▶ Directions for this task
Copy each of the lines below word for word, changing nothing.

▶ Extracted information

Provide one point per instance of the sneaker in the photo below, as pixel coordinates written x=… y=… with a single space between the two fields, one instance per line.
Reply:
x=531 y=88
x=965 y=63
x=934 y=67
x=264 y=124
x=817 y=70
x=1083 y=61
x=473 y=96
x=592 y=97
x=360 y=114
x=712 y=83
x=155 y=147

▶ Response for this exercise
Provide one point per instance of the sneaker in the photo below, as pixel coordinates written x=… y=… with a single space between the two fields, one instance per line.
Reply:
x=531 y=88
x=965 y=63
x=934 y=67
x=264 y=124
x=817 y=70
x=1083 y=61
x=473 y=96
x=592 y=97
x=360 y=114
x=712 y=83
x=155 y=147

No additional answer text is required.